» **Задание A**
Ответь по отрывку о ночных встречах рассказчика на три вопроса:
(i) Какого цвета были туфли у хозяйки квартиры?
(ii) Какая музыка доносилась из раскрытого окна?
(iii) Какого цвета были глаза у спутницы во второй части?
» **Задание B**
Перескажи отрывок о ночных встречах рассказчика в двух предложениях.
» **Задание C**
Продолжи отрывок о ночных встречах рассказчика со следующего предложения после последнего.

» **Отрывок текста**

• • • • •

"Да, впрочем, и где вам. Для того, кто галантен – женщина пахнет розой, а для таких, как вы, видно даже роза пахнет женщиной.
I. Я помню ее. Ночью…
Опустившись на скрипучий диван в темной комнатке, больше похожую на берлогу с грязным окном, я успел насладиться глотком болотного пойла. Под звуки упавшей ночи, я смотрел в глаза девки с вечернего бульвара. - Только тише, - прикладывая к горлу усталую руку, просила она. Эти ее поломанные ногти, искривленная шея…
Но комнатная дверь резко распахнулась и со скандальной решимостью вошла она. В тонах легкого освещения, я увидел блеск ее красных туфель. Я был пьян, но вопреки легкому дурману, сохранил образ незнакомки в остатках своей памяти. Развевая штаны и хлюпая каблуками, хозяйка квартиры подошла ко мне…Что я хотел бы забыть? Утонченные кисти ее рук.
II. "Испанцы всегда поют о тоскующей страсти, а русские о страстной тоске.
Тротуары и асфальт были мокры, в них отсвечивались звуки доносящегося Танго из раскрытого окна. Она вся находилась рядом со мной, мы зашли за угол. Смотреть в серые глаза и не прикасаться к ее губам – невыносимо для молодого гимназиста. Теплота ее нежной шеи, играла на контрасте с холодной обшарпанной стеной, к которой мы прижались. Пульс наших прикосновений слился с ритмом испанской мелодии. Она шептала и умирала от жажды резких фраз. Эти волшебные слова любви...Но я словно убеждался, красиво говорить о любви может тот, в ком эта любовь ушла в воспоминания.

• • • • •

» **Имеющиеся данные**
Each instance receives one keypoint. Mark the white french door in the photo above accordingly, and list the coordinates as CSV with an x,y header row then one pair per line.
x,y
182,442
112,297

• • • • •

» **Ответ A**
(i) Красного.
(ii) Танго.
(iii) Серого.

» **Ответ B**
В первой части рассказчик сидит на скрипучем диване в темной комнатке и смотрит в глаза девки с вечернего бульвара, но тут входит хозяйка квартиры в красных туфлях, и рассказчик, хоть и пьян, сохраняет в памяти ее образ. Во второй части под звуки танго из раскрытого окна рассказчик и его спутница прижимаются к холодной стене за углом, она шепчет слова любви, а рассказчик убеждается, что красиво говорить о любви может тот, в ком эта любовь ушла в воспоминания.

» **Ответ C**
III.
- Я думаю, что кокаин на меня не подействует.
- Это вы можете рассказать вашей бабушке.
Кокаин. Горечь во рту прошла, дышать стало легко, зубы заморозились. Я напрягаю сознание, наблюдаю изменения в ощущениях. Я разваливаюсь в кресле. Мне становится радостнее. Я задыхаюсь от эйфории. Мне хочется сдержать эту ночь, я так влюблен в эту жизнь, я хочу все замедлить каждую секунду, каждую секундочку у секунды.
Я чувствую зубочистку у ноздри и тяну. Еще раз…
Плевать на дождь и грусть людей. Я люблю тебя Мама.
IV.
Стоящая книга, грустная история, рассказ молодого человека в "послевоенное время. Повседневность, берущая начало в трамвае по пути в гимназию…Приятели гимназисты с юными взглядами, бунтарскими порывами и извечными шутками. Двойственное отношение к матери с потухшими глазами в рваном полушубке. Раздвоенность во всем. Одна сторона монеты – поцеловать весь мир, любить людей. Вторая – жестокость к матери, трата ее последних сбережений. Четкая прорисовка двойственности – словно раздвоение духовного и чувственного, как заявляет сам рассказчик, гимназист и студент – Вадим Масленников. В глазах молодого человека появляется лихорадочная мысль - духовность не сдерживает порывы мужской чувственности. В реалиях это называется сглаживать острые/неудобные углы. Обнимая любимую девушку утром, вечером Вадим рвет губы легкодоступной девки с Тверской. Все это обрисовывается в тонах легкого безволия, мужественного начала. Вопросы в мыслях. От чего, раздвоение духовного и чувственного воспринимается окружающими как мужественность? Почему, то что мужчину делает якобы мужчиной, женщину возводит в ряды свободных проституток?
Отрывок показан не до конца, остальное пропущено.